§ **Task goal**: I'd ask you to write out the lines below exactly, with no images.

§ **Information**:
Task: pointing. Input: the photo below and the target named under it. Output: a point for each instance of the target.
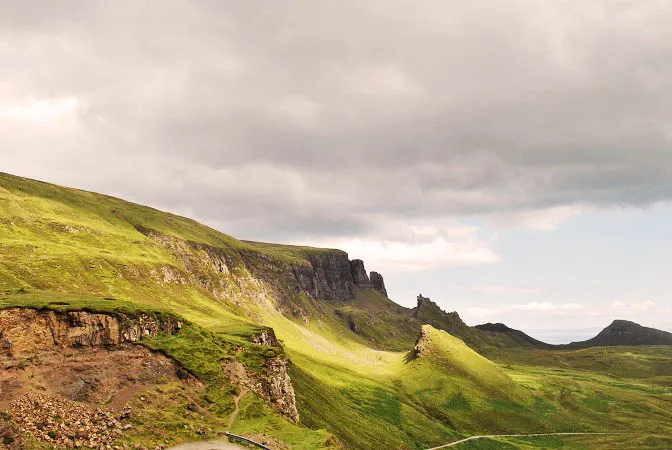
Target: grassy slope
(63, 248)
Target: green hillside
(365, 371)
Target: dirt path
(234, 414)
(494, 436)
(214, 445)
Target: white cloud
(411, 248)
(533, 307)
(502, 289)
(544, 219)
(41, 111)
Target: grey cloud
(281, 119)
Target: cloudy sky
(511, 159)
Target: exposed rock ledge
(23, 330)
(273, 385)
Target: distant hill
(619, 332)
(624, 332)
(516, 335)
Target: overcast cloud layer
(412, 131)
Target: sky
(510, 159)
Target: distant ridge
(624, 332)
(519, 335)
(619, 332)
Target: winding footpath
(495, 436)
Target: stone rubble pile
(65, 423)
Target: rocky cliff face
(378, 283)
(327, 278)
(83, 368)
(273, 384)
(23, 330)
(359, 276)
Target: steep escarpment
(322, 274)
(499, 329)
(70, 379)
(23, 331)
(624, 332)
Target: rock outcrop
(24, 329)
(273, 384)
(328, 277)
(378, 283)
(359, 276)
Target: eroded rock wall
(24, 331)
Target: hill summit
(624, 332)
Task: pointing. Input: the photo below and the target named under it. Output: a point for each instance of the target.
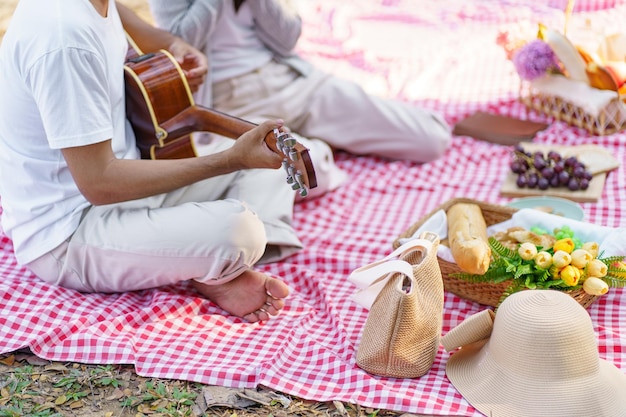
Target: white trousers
(336, 111)
(211, 231)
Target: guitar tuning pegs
(289, 141)
(298, 178)
(289, 170)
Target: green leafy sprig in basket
(568, 265)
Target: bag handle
(371, 278)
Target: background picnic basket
(611, 119)
(481, 292)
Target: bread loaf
(467, 237)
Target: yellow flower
(543, 259)
(566, 245)
(527, 251)
(570, 275)
(580, 258)
(596, 268)
(595, 286)
(592, 248)
(622, 267)
(561, 259)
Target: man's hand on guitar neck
(250, 150)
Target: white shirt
(236, 48)
(61, 77)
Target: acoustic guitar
(163, 114)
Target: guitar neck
(198, 118)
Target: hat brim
(496, 392)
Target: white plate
(554, 205)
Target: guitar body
(163, 114)
(156, 91)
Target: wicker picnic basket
(482, 292)
(611, 119)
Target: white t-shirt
(61, 78)
(236, 47)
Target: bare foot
(252, 296)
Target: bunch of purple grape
(537, 170)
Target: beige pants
(211, 231)
(336, 111)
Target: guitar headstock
(296, 162)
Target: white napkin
(610, 240)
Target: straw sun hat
(537, 357)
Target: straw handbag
(405, 295)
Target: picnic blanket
(436, 54)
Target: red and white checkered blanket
(438, 54)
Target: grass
(30, 386)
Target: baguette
(467, 237)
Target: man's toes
(275, 288)
(274, 305)
(259, 315)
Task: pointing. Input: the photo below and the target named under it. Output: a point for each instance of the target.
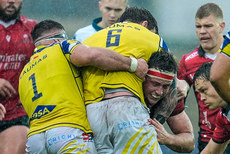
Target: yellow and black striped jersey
(51, 91)
(128, 39)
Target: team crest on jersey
(42, 110)
(87, 137)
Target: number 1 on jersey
(36, 94)
(114, 37)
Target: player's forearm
(219, 76)
(214, 148)
(110, 61)
(183, 142)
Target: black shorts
(18, 121)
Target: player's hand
(2, 111)
(182, 89)
(162, 134)
(6, 89)
(142, 68)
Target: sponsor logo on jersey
(42, 110)
(191, 56)
(87, 137)
(36, 60)
(129, 124)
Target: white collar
(7, 24)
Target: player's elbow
(214, 77)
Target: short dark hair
(208, 9)
(203, 71)
(163, 61)
(138, 15)
(44, 26)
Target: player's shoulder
(85, 29)
(194, 55)
(28, 23)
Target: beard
(8, 17)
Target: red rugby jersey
(16, 47)
(222, 131)
(188, 65)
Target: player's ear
(99, 5)
(144, 23)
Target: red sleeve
(222, 131)
(181, 70)
(178, 109)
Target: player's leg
(69, 140)
(13, 136)
(131, 128)
(97, 117)
(36, 144)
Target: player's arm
(214, 148)
(182, 139)
(6, 89)
(107, 59)
(2, 111)
(182, 89)
(220, 75)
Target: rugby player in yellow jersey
(50, 89)
(115, 104)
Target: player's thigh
(36, 144)
(69, 140)
(97, 117)
(13, 139)
(132, 130)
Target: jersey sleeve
(225, 48)
(221, 133)
(163, 45)
(68, 46)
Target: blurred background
(176, 21)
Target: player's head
(203, 86)
(48, 31)
(141, 16)
(162, 70)
(209, 26)
(9, 10)
(111, 10)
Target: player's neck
(7, 24)
(102, 24)
(216, 48)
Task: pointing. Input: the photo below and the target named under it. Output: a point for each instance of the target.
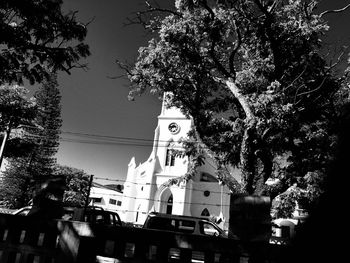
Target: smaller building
(106, 196)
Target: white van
(183, 224)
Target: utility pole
(3, 144)
(88, 194)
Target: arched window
(170, 158)
(205, 212)
(169, 207)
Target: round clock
(174, 128)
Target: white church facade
(147, 186)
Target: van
(183, 224)
(92, 214)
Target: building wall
(147, 185)
(106, 198)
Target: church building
(153, 185)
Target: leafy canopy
(252, 76)
(38, 38)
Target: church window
(169, 207)
(170, 158)
(205, 212)
(112, 201)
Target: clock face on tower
(174, 128)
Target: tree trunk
(247, 156)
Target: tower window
(169, 207)
(205, 212)
(170, 158)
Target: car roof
(177, 216)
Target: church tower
(154, 185)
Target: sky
(96, 105)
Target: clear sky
(95, 105)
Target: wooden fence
(25, 240)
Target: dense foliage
(252, 76)
(77, 184)
(37, 38)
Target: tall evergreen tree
(43, 161)
(252, 76)
(25, 174)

§ **Solution**:
Task: pointing. Input: the photo below and the target named under it. Output: a point for each instance of the target.
Target: grassy slope
(63, 248)
Target: green hillside
(365, 371)
Target: dirt path
(234, 414)
(494, 436)
(214, 445)
Target: white cloud
(411, 248)
(533, 307)
(502, 289)
(544, 219)
(41, 111)
Target: grey cloud
(281, 119)
Target: cloudy sky
(511, 159)
Target: exposed rock ledge
(23, 330)
(273, 385)
Target: distant hill
(619, 332)
(624, 332)
(516, 335)
Target: overcast cloud layer
(412, 131)
Target: sky
(510, 159)
Target: distant ridge
(624, 332)
(519, 335)
(619, 332)
Target: winding footpath
(495, 436)
Target: stone rubble pile
(65, 423)
Target: rocky cliff face
(378, 283)
(327, 278)
(83, 368)
(273, 384)
(23, 330)
(359, 276)
Target: steep escarpment
(322, 274)
(499, 329)
(70, 379)
(23, 331)
(624, 332)
Target: rock outcrop
(24, 329)
(273, 384)
(328, 277)
(378, 283)
(359, 276)
Target: eroded rock wall
(24, 331)
Target: hill summit
(624, 332)
Task: pointing. Input: the photo below and the target named under it. Output: a point for each instance of the target.
Target: white trousers
(336, 111)
(211, 231)
Target: guitar tuning pegs
(289, 141)
(298, 178)
(289, 170)
Target: green leafy sprig in basket
(568, 265)
Target: bag handle
(371, 278)
Target: background picnic basket
(611, 119)
(481, 292)
Target: bread loaf
(467, 237)
Target: yellow flower
(543, 259)
(566, 245)
(527, 251)
(570, 275)
(580, 258)
(596, 268)
(595, 286)
(592, 248)
(622, 267)
(561, 259)
Target: man's hand on guitar neck
(250, 150)
Target: white shirt
(236, 48)
(61, 77)
Target: acoustic guitar
(163, 114)
Target: guitar neck
(198, 118)
Target: hat brim
(496, 392)
Target: white plate
(554, 205)
Target: guitar body
(163, 114)
(156, 91)
Target: wicker picnic basket
(482, 292)
(611, 119)
Target: white t-shirt
(61, 78)
(236, 47)
Target: bare foot
(252, 296)
Target: bunch of purple grape
(537, 170)
Target: beige pants
(211, 231)
(336, 111)
Target: guitar headstock
(296, 162)
Target: white napkin
(610, 240)
Target: straw sun hat
(537, 357)
Target: straw handbag
(405, 295)
Target: picnic blanket
(436, 54)
Target: red and white checkered blanket
(438, 54)
Target: grass
(30, 386)
Target: baguette
(467, 237)
Target: man's toes
(275, 288)
(274, 305)
(259, 315)
Task: pointing. Input: the photo below and the target named under it. Output: a point for each instance of the target.
Target: yellow and black striped jersey
(51, 91)
(128, 39)
Target: team crest on jersey
(42, 110)
(87, 137)
Target: number 1 on jersey
(36, 94)
(114, 37)
Target: player's forearm
(219, 76)
(214, 148)
(110, 61)
(183, 142)
Target: black shorts
(18, 121)
Target: player's hand
(2, 111)
(182, 89)
(162, 134)
(6, 89)
(142, 68)
Target: sponsor logo on jersey
(42, 110)
(191, 56)
(87, 137)
(36, 60)
(129, 124)
Target: white collar
(7, 24)
Target: player's elbow
(214, 77)
Target: short dark hair
(208, 9)
(203, 71)
(163, 61)
(138, 15)
(44, 26)
Target: player's shoulder
(85, 29)
(194, 55)
(28, 23)
Target: beard
(8, 17)
Target: red rugby jersey
(16, 47)
(222, 131)
(188, 65)
Target: player's ear
(99, 5)
(144, 23)
Target: red sleeve
(222, 131)
(181, 70)
(178, 109)
Target: player's leg
(69, 140)
(13, 136)
(131, 128)
(97, 117)
(36, 144)
Target: player's arm
(214, 148)
(182, 139)
(6, 89)
(107, 59)
(2, 111)
(182, 89)
(220, 75)
Target: rugby player in yellow jersey
(50, 89)
(115, 104)
Target: player's thigh
(36, 144)
(69, 140)
(97, 117)
(13, 139)
(132, 130)
Target: jersey sleeve
(225, 48)
(221, 133)
(163, 45)
(68, 46)
Target: blurred background
(176, 21)
Target: player's head
(203, 86)
(48, 31)
(141, 16)
(162, 70)
(209, 26)
(9, 10)
(111, 10)
Target: player's neck
(7, 24)
(102, 24)
(216, 48)
Task: pointing. Input: the photo below and the target named under it. Output: a point for each instance of the target.
Target: smaller building
(106, 196)
Target: white van
(183, 224)
Target: utility pole
(3, 144)
(88, 194)
Target: arched window
(170, 158)
(205, 212)
(169, 207)
Target: round clock
(174, 128)
Target: white church facade
(147, 186)
Target: van
(183, 224)
(92, 214)
Target: building wall
(147, 185)
(106, 198)
Target: church building
(153, 185)
Target: leafy canopy
(252, 76)
(38, 38)
Target: church window
(169, 207)
(170, 158)
(205, 212)
(112, 201)
Target: clock face on tower
(174, 128)
Target: tree trunk
(247, 156)
Target: tower window
(169, 207)
(205, 212)
(170, 158)
Target: car roof
(177, 216)
Target: church tower
(154, 185)
Target: sky
(96, 105)
Target: clear sky
(95, 105)
Target: wooden fence
(25, 240)
Target: dense foliage
(252, 76)
(77, 184)
(37, 38)
Target: tall evergreen tree
(43, 161)
(252, 76)
(25, 174)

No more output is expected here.